───── PASSAGE SHOWN

Sunday 8 May 2011

If you're looking for serious or intelligent content...

...then you've probably come to the wrong place. Because, try as I might, I don't seem able to comment on some of the weightier issues that now regularly feature on Twitter. Every other day, I log on and find someone or other blowing a virtual gasket about rising sea levels, the royal wedding, foreign unrest or the Alternative Vote system. Twitterati urge me to display a logo in support of this; a ribbon against that; or to bang a drum on their behalf about the other, whatever the other is. And I'm beginning to wonder whether my inability to engage with these weighty matters makes me a Bad Person. I'll give you an example.

The other day, amongst the usual crop of supermarket flyers and half price roller blind offers in the paper, I found a pamphlet from WWF, urging me to 'adopt a tiger'. Now, correct me if I'm wrong, but doesn't adoption usually involve assuming the role of a parent? I thought to myself, 'if I agree to adopt one, how would I cope with the bottle feeding, the nocturnal roaring and the housetraining?' But then I read on, and realised that all they actually wanted was three pounds a month, not for me to act in loco tigris. In exchange, apparently, I would get a cuddly tiger, and updates about my chosen animal three times a year. What would these 'updates' be, I wondered. Would it be 'January the ninth: wandered about the jungle for a bit. Scared a couple of people. Ate a monkey'? Or would it just be some bland corporate statement about the importance of engaging with authorities in the subcontinent to ensure the continued existence of this particular species? Douglas Adams was of the opinion that the best way to save an animal from extinction is to start eating it. I disagree. I think the best way to save tigers for future generations is to give them names. I think we should try it. I guarantee that poachers would find it much harder to kill a tiger if they knew the Bengal in the cross hairs of their rifle was called Colin. Or Doreen.

──────────

WHAT THIS TASK INVOLVES:
Answer from the blog post:
1. What date is given at the top of the blog post?
2. How much money per month did the WWF pamphlet actually want?
3. What two names does the writer propose for tigers?
Rely only on the blog post.

───── EXCERPTED RECORDS

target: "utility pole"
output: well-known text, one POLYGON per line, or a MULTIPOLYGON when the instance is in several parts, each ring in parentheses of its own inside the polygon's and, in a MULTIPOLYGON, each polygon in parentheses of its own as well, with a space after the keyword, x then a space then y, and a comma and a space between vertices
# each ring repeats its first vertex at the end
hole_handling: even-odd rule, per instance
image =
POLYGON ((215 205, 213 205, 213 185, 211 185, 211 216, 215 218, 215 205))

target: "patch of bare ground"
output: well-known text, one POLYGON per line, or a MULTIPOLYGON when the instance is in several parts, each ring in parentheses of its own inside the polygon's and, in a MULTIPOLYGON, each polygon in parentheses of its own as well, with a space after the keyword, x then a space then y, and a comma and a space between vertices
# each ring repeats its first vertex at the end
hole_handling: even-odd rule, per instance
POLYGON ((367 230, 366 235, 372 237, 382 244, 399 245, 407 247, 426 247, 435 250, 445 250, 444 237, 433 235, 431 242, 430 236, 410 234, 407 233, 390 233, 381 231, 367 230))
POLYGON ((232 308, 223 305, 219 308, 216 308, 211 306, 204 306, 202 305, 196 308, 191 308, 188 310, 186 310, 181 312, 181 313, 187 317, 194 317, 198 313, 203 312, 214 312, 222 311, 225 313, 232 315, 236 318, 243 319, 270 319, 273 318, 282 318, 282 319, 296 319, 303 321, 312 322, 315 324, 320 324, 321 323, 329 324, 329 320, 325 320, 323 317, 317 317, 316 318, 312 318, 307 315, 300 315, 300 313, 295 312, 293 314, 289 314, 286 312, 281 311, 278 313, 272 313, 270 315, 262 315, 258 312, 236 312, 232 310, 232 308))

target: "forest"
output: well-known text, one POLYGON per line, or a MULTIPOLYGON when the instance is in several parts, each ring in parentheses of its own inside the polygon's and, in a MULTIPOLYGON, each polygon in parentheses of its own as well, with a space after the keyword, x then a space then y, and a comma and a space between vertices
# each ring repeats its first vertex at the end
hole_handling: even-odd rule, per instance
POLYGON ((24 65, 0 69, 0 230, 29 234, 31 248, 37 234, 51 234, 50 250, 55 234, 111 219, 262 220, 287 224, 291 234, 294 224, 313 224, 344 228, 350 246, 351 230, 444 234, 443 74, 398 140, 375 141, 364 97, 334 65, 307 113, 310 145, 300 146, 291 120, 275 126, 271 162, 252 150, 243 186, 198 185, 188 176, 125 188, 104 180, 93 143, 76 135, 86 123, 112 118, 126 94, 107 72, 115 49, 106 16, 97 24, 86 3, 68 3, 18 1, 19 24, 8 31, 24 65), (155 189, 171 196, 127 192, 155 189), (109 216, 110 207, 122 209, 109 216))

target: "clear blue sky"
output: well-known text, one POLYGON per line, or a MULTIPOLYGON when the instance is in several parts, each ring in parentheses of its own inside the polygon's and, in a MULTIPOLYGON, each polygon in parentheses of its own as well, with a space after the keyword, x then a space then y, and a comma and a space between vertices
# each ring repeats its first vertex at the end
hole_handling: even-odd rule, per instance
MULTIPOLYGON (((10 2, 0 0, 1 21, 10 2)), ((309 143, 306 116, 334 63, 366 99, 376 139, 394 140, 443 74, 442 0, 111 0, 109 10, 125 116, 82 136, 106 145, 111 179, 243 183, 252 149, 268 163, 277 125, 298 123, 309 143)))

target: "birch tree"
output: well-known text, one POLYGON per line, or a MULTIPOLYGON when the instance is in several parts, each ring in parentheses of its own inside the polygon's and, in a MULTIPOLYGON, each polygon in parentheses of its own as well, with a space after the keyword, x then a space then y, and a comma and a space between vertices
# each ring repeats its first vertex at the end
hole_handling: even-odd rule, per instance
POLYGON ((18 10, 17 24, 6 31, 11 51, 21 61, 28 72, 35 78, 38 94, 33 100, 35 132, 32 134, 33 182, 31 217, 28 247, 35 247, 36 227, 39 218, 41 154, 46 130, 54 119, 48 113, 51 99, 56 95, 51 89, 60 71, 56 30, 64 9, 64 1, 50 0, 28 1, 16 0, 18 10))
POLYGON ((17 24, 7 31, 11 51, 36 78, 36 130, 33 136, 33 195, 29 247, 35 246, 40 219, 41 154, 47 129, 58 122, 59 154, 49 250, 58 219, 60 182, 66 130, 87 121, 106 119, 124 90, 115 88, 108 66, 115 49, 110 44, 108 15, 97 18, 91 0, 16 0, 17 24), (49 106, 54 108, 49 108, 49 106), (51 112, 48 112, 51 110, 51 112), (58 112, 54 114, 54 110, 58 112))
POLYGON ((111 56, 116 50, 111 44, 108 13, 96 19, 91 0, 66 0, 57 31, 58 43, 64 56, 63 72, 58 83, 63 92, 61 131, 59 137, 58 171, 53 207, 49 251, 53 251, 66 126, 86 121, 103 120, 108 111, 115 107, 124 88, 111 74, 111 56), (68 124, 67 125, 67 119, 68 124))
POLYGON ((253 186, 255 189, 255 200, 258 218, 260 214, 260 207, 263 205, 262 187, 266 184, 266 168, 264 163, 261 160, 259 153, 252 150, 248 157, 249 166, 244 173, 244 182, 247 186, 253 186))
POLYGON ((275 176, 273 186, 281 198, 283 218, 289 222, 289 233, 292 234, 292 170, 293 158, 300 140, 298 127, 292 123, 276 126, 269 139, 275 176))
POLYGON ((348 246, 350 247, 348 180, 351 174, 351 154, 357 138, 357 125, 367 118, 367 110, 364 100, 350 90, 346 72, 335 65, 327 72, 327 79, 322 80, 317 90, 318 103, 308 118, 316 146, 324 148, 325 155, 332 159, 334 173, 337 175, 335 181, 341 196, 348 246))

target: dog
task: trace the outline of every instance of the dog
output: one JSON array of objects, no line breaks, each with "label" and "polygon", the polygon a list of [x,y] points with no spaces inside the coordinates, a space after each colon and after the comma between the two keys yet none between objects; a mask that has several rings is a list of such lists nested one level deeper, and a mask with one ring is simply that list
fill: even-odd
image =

──────────

SOLUTION TO THIS TASK:
1. Sunday 8 May 2011
2. Three pounds a month
3. Colin and Doreen